Reproduce every one of the following records word for word, line by line, with nothing changed or left out.

---

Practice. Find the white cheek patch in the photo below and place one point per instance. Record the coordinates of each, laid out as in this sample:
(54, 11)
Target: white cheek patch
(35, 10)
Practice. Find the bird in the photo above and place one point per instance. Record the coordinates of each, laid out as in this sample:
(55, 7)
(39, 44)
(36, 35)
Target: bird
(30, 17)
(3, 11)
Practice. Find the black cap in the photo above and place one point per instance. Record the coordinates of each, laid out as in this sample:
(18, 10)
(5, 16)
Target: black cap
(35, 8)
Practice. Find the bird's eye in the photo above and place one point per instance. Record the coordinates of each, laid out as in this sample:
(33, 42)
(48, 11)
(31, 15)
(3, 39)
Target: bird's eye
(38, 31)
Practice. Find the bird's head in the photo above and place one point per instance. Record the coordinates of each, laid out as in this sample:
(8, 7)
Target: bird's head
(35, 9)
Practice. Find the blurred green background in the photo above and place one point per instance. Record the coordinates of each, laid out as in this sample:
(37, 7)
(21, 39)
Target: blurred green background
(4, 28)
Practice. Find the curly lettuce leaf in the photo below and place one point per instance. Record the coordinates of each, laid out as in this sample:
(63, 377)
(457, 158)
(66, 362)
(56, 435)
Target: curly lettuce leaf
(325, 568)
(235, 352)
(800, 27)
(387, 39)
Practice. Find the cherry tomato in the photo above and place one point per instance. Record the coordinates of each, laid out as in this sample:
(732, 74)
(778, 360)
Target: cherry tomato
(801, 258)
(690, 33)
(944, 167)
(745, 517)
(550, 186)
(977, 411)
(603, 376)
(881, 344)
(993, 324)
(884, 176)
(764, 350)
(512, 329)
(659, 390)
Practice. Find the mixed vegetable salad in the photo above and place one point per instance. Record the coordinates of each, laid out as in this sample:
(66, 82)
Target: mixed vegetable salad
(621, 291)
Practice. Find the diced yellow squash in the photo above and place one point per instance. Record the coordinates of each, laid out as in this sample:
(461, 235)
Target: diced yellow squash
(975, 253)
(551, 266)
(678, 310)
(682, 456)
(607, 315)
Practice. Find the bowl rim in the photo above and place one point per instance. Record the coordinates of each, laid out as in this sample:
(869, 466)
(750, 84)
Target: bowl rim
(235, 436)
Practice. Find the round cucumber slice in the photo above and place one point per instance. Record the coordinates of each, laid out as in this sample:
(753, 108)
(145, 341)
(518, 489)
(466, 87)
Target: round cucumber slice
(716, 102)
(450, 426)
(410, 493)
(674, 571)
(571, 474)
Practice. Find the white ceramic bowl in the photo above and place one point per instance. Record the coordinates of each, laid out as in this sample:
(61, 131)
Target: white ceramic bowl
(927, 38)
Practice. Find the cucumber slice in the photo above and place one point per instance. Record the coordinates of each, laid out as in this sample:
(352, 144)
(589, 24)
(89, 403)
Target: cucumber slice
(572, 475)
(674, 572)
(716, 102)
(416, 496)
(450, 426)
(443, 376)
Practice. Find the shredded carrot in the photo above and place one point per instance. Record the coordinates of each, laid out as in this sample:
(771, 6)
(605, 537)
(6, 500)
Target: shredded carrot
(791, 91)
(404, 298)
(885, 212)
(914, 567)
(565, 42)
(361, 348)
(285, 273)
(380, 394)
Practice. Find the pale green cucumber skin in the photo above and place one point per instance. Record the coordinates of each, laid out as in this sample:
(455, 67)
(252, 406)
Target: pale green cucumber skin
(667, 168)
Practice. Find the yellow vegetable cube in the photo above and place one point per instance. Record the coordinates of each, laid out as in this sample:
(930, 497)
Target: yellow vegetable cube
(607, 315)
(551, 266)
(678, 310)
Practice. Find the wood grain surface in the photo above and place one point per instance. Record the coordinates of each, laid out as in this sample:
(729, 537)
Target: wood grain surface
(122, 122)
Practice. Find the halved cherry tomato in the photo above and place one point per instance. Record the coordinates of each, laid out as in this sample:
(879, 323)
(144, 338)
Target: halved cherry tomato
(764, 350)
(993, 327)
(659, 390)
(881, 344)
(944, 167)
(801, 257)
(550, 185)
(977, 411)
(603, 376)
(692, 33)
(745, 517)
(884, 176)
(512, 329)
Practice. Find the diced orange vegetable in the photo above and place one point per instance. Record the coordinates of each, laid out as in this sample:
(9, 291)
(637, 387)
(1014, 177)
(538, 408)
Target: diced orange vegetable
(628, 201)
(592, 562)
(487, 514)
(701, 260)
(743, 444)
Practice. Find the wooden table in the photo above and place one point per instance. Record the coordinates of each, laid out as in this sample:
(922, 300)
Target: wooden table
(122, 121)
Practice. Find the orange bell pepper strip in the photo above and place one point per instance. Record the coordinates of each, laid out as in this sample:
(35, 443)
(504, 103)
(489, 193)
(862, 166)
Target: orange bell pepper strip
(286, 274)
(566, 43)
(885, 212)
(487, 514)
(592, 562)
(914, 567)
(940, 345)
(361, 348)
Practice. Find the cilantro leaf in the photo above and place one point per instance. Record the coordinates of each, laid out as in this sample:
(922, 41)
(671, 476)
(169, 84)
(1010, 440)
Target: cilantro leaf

---

## [Completed exercise]
Practice. Find the white cheek patch in the photo below and place one point per instance. Record the coordinates of each, laid out as in this sample:
(54, 11)
Target: white cheek patch
(35, 10)
Practice. Find the bird in the photo above and place one point per instance. Record the coordinates of each, laid out as in this sample:
(55, 7)
(39, 44)
(36, 35)
Target: bird
(30, 17)
(3, 11)
Practice. Find the black cap in the photo above and place one point per instance. Record the coordinates of each, laid out as in this sample:
(18, 10)
(5, 16)
Target: black cap
(35, 8)
Practice. Find the bird's eye in the photo above and place one point per instance. Record the coordinates of each, laid out as in this sample:
(33, 42)
(48, 11)
(31, 15)
(3, 39)
Target: bird's eye
(38, 31)
Practice. Find the bird's head in the photo above and place one point per instance. Record the coordinates of each, laid out as in this sample:
(8, 7)
Target: bird's head
(35, 9)
Practice. Find the blurred green background in the photo above and place one point per instance. Record the coordinates of each, laid out as in this sample:
(37, 7)
(21, 39)
Target: blurred green background
(4, 28)
Practice. Find the curly lettuce leaf in the photo below and place one point per instance. Record the coordinates of each, laid out as in this sample:
(63, 377)
(457, 158)
(66, 362)
(56, 435)
Target: curly lettuce leaf
(325, 568)
(235, 352)
(800, 27)
(387, 39)
Practice. Find the cherry tomato in the photo above and place one point per instance. Record the coordinates of each, laid out as in this sample:
(732, 74)
(778, 360)
Target: cherry tomato
(801, 258)
(690, 33)
(944, 167)
(745, 517)
(550, 186)
(977, 411)
(603, 376)
(881, 344)
(993, 324)
(884, 176)
(764, 350)
(512, 329)
(659, 390)
Practice. Find the mixed vegetable salad in the photo above and place one point per instance. Record the coordinates of each, laid out as in this sample:
(66, 82)
Target: mixed vegetable salad
(621, 291)
Practice. Find the diced yellow squash in the photo above and place one point per instance. Record the coordinates of each, laid out as in this sample:
(461, 235)
Target: diced yellow squash
(975, 253)
(551, 266)
(678, 310)
(682, 456)
(607, 315)
Practice. Find the bowl rim in the photo above and place one point per instance. Record the coordinates of each, laid out as in this sample:
(869, 466)
(750, 84)
Target: bowl rim
(235, 436)
Practice. Find the round cucumber slice in the photo above and place one point per instance. Record the coordinates of each, laid out as in this sample:
(753, 108)
(145, 341)
(518, 489)
(466, 87)
Target: round cucumber slice
(716, 102)
(450, 426)
(410, 493)
(674, 571)
(571, 474)
Practice. Find the white ceramic bowl in the photo above and place one point per instance. Record the coordinates of each, laid out as in this sample:
(61, 131)
Target: white ceramic bowl
(927, 38)
Practice. Find the cucumber slice in the photo above and place one point per instance. Record the coordinates of each, laid out as in this sample:
(352, 144)
(589, 24)
(89, 403)
Target: cucumber slice
(572, 475)
(674, 572)
(716, 102)
(416, 496)
(450, 426)
(443, 376)
Practice. Find the shredded carrot in the photo above and place one point per instance. Record the coordinates of each, laid out as in this sample:
(771, 6)
(605, 537)
(6, 500)
Target: shredded carrot
(791, 91)
(404, 298)
(885, 212)
(914, 567)
(565, 42)
(361, 348)
(285, 273)
(380, 394)
Practice. Find the pale green cucumber skin in the photo above and place one point per instance. Record the coordinates of each, laid out as in this sample:
(455, 67)
(252, 406)
Target: pale green cucumber skin
(667, 168)
Practice. Find the yellow vegetable cube in the photo above and place one point per instance. Record the coordinates of each, laid out as in this sample:
(930, 497)
Target: yellow vegetable cube
(607, 315)
(551, 266)
(678, 310)
Practice. Find the wood grain surface in the photo above and place one point per instance. Record the coordinates of each, laid out as in this sample:
(729, 537)
Target: wood grain surface
(122, 122)
Practice. Find the halved cherry tomato in the photo above and place one point per instance. Record the coordinates of each, laid out as in this sample:
(879, 323)
(144, 338)
Target: halved cherry tomato
(764, 350)
(993, 327)
(659, 390)
(881, 344)
(944, 167)
(801, 257)
(550, 185)
(977, 411)
(603, 376)
(692, 33)
(745, 517)
(884, 176)
(512, 329)
Practice. Find the diced orange vegetable in the photo above and place one point per instance. Record the coordinates of each, laid out as in this sample:
(9, 291)
(637, 387)
(1014, 177)
(538, 408)
Target: diced orange vegetable
(628, 201)
(592, 562)
(487, 514)
(701, 260)
(743, 444)
Practice. Find the wooden table in the photo above and place one point per instance. Record the coordinates of each, laid out as in this sample:
(922, 300)
Target: wooden table
(122, 121)
Practice. Find the orange bell pepper strip in the photo above and place one point per instance. Record the coordinates of each, laid out as in this sample:
(35, 443)
(504, 103)
(489, 193)
(862, 166)
Target: orange bell pepper strip
(286, 274)
(566, 43)
(885, 212)
(487, 514)
(592, 562)
(914, 567)
(940, 345)
(361, 348)
Practice. Find the cilantro leaf in the photo above and place one point per instance. Record the coordinates of each, laid out as in this sample:
(922, 41)
(671, 476)
(169, 84)
(1010, 440)
Target: cilantro leaf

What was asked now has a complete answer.